Exercise details: Print each line of the listing once more, precisely as given.

** Start of Information given **

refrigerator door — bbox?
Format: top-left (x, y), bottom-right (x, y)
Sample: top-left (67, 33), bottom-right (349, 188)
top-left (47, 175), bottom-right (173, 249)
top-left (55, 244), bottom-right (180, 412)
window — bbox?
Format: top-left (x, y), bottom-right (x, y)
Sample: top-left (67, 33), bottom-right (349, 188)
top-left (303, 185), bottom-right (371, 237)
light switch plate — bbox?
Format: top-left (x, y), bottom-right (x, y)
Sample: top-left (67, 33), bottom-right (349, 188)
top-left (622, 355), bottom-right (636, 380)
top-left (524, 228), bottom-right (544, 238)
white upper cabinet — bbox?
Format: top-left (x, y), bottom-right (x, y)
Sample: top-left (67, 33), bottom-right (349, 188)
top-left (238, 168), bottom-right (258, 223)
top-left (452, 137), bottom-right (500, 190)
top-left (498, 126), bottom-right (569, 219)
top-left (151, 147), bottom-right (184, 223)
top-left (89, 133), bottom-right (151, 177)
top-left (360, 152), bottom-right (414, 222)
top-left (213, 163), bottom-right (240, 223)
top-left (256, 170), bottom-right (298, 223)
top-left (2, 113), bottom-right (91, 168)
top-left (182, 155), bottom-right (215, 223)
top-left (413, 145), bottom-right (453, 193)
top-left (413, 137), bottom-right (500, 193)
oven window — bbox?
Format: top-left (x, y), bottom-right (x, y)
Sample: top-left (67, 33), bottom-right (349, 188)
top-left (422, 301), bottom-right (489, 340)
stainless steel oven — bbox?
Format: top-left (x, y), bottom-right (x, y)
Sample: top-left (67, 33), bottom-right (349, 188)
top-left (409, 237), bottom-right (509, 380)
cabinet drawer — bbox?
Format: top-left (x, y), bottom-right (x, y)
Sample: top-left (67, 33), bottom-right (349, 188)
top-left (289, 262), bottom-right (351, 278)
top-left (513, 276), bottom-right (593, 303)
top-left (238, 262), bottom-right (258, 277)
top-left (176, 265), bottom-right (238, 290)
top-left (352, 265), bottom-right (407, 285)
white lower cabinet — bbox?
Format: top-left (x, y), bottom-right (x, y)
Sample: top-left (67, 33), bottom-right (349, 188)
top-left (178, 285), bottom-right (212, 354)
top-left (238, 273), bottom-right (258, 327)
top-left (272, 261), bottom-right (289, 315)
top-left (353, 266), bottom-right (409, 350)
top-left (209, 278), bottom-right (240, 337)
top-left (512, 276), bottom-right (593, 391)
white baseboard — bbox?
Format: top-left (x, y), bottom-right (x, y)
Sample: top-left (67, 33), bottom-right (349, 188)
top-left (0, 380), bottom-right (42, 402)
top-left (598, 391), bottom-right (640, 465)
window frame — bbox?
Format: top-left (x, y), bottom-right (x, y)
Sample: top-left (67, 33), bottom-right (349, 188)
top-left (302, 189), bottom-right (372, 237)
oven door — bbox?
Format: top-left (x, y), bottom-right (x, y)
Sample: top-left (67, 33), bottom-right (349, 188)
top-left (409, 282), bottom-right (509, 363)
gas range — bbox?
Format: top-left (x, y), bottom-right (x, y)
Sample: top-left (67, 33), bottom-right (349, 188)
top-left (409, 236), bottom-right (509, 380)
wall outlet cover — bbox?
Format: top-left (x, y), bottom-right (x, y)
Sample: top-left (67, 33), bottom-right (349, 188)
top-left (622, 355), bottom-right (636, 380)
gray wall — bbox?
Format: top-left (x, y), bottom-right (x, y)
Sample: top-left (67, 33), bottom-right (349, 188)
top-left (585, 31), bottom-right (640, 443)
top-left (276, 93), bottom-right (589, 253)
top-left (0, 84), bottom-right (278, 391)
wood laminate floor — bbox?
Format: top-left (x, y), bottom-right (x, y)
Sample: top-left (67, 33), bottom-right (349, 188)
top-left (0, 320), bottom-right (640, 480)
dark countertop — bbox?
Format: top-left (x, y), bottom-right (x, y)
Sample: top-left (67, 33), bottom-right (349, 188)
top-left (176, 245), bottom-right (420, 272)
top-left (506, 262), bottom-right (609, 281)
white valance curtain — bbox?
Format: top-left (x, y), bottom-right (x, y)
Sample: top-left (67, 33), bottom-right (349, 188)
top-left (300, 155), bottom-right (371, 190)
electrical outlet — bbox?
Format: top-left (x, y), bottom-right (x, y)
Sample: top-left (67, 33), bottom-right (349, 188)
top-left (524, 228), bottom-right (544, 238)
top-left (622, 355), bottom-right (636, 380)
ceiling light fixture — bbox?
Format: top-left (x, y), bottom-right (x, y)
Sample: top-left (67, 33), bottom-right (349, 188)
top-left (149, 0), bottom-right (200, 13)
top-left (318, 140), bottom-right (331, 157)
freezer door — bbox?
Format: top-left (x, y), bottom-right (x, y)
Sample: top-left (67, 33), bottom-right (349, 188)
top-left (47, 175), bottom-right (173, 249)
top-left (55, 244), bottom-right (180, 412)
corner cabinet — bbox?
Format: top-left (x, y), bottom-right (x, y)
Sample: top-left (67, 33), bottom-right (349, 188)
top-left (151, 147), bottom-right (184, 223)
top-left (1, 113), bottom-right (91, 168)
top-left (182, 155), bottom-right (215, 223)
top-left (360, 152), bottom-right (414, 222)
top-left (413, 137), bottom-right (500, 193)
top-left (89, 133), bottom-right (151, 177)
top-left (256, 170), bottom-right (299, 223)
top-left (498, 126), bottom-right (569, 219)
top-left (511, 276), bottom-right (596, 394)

** End of Information given **

Result:
refrigerator door — bbox?
Format: top-left (x, y), bottom-right (x, y)
Sample: top-left (67, 33), bottom-right (349, 188)
top-left (47, 175), bottom-right (173, 249)
top-left (55, 244), bottom-right (180, 412)
window — bbox?
Format: top-left (x, y), bottom-right (x, y)
Sample: top-left (67, 33), bottom-right (349, 188)
top-left (303, 185), bottom-right (371, 237)
light switch plate — bbox?
Format: top-left (x, y), bottom-right (x, y)
Sample: top-left (67, 33), bottom-right (349, 188)
top-left (622, 355), bottom-right (636, 380)
top-left (524, 228), bottom-right (544, 238)
white upper cabinet — bbox?
Format: top-left (x, y), bottom-right (x, y)
Sample: top-left (67, 33), bottom-right (349, 188)
top-left (238, 168), bottom-right (258, 223)
top-left (452, 137), bottom-right (500, 190)
top-left (498, 126), bottom-right (569, 219)
top-left (151, 147), bottom-right (184, 223)
top-left (89, 133), bottom-right (151, 177)
top-left (360, 152), bottom-right (414, 222)
top-left (213, 163), bottom-right (240, 223)
top-left (256, 170), bottom-right (298, 223)
top-left (2, 113), bottom-right (91, 168)
top-left (182, 155), bottom-right (215, 223)
top-left (413, 145), bottom-right (453, 193)
top-left (413, 137), bottom-right (500, 193)
oven window — bbox?
Format: top-left (x, y), bottom-right (x, y)
Sample: top-left (67, 33), bottom-right (349, 188)
top-left (422, 301), bottom-right (489, 340)
stainless steel oven — bbox?
Format: top-left (x, y), bottom-right (x, y)
Sample: top-left (67, 33), bottom-right (349, 188)
top-left (409, 237), bottom-right (509, 380)
cabinet drawer — bbox?
Format: top-left (x, y), bottom-right (x, y)
Sample: top-left (67, 33), bottom-right (349, 188)
top-left (289, 262), bottom-right (351, 278)
top-left (513, 276), bottom-right (593, 303)
top-left (238, 262), bottom-right (258, 277)
top-left (176, 265), bottom-right (238, 290)
top-left (352, 265), bottom-right (407, 285)
white lower cabinet — bbox?
Format: top-left (x, y), bottom-right (x, y)
Sample: top-left (67, 33), bottom-right (349, 188)
top-left (178, 285), bottom-right (212, 354)
top-left (238, 273), bottom-right (258, 327)
top-left (272, 261), bottom-right (289, 315)
top-left (353, 266), bottom-right (409, 350)
top-left (209, 278), bottom-right (240, 337)
top-left (512, 276), bottom-right (593, 391)
white baseboard — bbox?
Format: top-left (x, y), bottom-right (x, y)
Sample: top-left (67, 33), bottom-right (349, 188)
top-left (0, 380), bottom-right (42, 402)
top-left (598, 391), bottom-right (640, 465)
window frame — bbox?
Format: top-left (x, y), bottom-right (x, y)
Sample: top-left (67, 33), bottom-right (349, 188)
top-left (302, 189), bottom-right (372, 237)
oven door — bbox?
Format: top-left (x, y), bottom-right (x, y)
Sample: top-left (67, 33), bottom-right (349, 188)
top-left (409, 282), bottom-right (509, 363)
gas range — bbox?
Format: top-left (x, y), bottom-right (x, y)
Sample: top-left (67, 33), bottom-right (349, 188)
top-left (409, 236), bottom-right (509, 380)
wall outlet cover — bbox?
Format: top-left (x, y), bottom-right (x, y)
Sample: top-left (67, 33), bottom-right (349, 188)
top-left (622, 355), bottom-right (636, 380)
gray wall — bbox?
Format: top-left (x, y), bottom-right (x, y)
Sample: top-left (67, 33), bottom-right (349, 188)
top-left (585, 31), bottom-right (640, 443)
top-left (276, 93), bottom-right (589, 253)
top-left (0, 84), bottom-right (278, 391)
wood laminate floor — bbox?
Format: top-left (x, y), bottom-right (x, y)
Sample: top-left (67, 33), bottom-right (349, 188)
top-left (0, 320), bottom-right (640, 480)
dark countertop — bbox?
Format: top-left (x, y), bottom-right (x, y)
Sample: top-left (67, 33), bottom-right (349, 188)
top-left (176, 245), bottom-right (420, 272)
top-left (506, 262), bottom-right (609, 281)
white valance curtain — bbox?
Format: top-left (x, y), bottom-right (x, y)
Sample: top-left (67, 33), bottom-right (349, 188)
top-left (300, 155), bottom-right (371, 190)
electrical outlet — bbox?
Format: top-left (x, y), bottom-right (x, y)
Sample: top-left (67, 33), bottom-right (349, 188)
top-left (524, 228), bottom-right (544, 238)
top-left (622, 355), bottom-right (636, 380)
ceiling light fixture — bbox?
Format: top-left (x, y), bottom-right (x, y)
Sample: top-left (67, 33), bottom-right (349, 188)
top-left (149, 0), bottom-right (200, 13)
top-left (318, 140), bottom-right (331, 157)
freezer door — bbox?
Format: top-left (x, y), bottom-right (x, y)
Sample: top-left (67, 33), bottom-right (349, 188)
top-left (47, 175), bottom-right (173, 249)
top-left (55, 244), bottom-right (180, 412)
corner cabinet — bbox?
Format: top-left (x, y), bottom-right (x, y)
Sample: top-left (67, 33), bottom-right (349, 188)
top-left (151, 147), bottom-right (184, 223)
top-left (1, 113), bottom-right (91, 168)
top-left (182, 155), bottom-right (215, 223)
top-left (360, 152), bottom-right (414, 222)
top-left (413, 137), bottom-right (500, 193)
top-left (89, 133), bottom-right (151, 177)
top-left (256, 170), bottom-right (299, 223)
top-left (498, 126), bottom-right (569, 219)
top-left (511, 276), bottom-right (596, 394)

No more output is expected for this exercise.